* _Problem statement_: If a line of the data below holds the word "slope", list it.

──────────────────────────────

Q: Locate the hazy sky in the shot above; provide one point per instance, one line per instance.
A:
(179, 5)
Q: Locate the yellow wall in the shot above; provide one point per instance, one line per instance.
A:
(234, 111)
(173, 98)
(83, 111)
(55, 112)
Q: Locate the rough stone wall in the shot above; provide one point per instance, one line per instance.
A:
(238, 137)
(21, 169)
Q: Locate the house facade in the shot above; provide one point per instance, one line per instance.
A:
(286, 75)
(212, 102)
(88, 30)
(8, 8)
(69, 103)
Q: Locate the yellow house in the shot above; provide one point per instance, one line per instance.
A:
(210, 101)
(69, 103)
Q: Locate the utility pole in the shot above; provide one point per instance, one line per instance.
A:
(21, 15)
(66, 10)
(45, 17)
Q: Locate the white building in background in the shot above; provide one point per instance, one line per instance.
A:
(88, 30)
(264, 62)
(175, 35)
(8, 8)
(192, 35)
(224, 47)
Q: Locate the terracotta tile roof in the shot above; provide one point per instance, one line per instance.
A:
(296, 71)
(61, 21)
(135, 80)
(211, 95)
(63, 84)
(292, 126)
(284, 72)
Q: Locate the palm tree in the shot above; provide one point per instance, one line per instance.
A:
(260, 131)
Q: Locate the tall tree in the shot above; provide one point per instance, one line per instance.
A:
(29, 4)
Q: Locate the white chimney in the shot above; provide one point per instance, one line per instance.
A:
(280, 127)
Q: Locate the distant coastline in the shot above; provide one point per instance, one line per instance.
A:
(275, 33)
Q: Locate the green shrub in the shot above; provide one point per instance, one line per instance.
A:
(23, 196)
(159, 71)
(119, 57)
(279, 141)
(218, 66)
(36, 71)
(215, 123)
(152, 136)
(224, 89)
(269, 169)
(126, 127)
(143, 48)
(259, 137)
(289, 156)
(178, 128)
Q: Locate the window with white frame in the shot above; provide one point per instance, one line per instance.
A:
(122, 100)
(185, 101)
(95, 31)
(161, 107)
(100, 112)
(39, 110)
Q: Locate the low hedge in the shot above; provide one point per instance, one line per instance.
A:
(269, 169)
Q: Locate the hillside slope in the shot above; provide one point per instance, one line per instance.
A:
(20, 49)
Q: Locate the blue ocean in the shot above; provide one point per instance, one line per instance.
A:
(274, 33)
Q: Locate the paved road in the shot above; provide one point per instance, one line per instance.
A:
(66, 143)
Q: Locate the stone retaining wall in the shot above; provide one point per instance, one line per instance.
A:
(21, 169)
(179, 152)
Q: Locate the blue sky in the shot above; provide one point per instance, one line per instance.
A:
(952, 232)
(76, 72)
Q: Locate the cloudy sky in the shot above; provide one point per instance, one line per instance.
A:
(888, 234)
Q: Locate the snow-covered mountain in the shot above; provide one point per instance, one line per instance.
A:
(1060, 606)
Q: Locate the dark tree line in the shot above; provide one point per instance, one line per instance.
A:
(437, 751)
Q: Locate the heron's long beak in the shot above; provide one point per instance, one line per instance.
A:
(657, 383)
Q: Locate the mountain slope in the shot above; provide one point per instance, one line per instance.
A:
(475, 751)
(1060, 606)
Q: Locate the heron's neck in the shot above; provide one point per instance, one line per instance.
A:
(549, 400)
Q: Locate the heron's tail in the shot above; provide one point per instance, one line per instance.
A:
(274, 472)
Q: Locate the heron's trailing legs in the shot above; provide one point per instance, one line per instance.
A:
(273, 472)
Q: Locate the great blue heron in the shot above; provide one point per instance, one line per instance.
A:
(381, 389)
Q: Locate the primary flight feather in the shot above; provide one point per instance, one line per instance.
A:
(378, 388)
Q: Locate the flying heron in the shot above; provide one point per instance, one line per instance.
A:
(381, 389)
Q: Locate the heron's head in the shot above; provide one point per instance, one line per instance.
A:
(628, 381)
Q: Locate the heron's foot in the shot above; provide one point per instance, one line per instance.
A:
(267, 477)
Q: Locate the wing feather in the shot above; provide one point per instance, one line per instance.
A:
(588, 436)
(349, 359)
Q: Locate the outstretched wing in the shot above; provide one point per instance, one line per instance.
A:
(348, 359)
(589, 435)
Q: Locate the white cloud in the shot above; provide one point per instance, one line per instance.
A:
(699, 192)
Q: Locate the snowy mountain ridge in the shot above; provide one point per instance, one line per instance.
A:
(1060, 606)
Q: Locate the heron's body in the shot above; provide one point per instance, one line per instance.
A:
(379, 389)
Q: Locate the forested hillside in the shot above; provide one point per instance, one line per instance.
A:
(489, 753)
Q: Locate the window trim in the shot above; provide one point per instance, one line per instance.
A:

──────────────────────────────

* _Task output_:
Q: Locate the hillside slope in the shot above; provide one point per instance, one line per instance.
Q: Locate the mountain slope in the shot above; provide one point per instance, one line per instance.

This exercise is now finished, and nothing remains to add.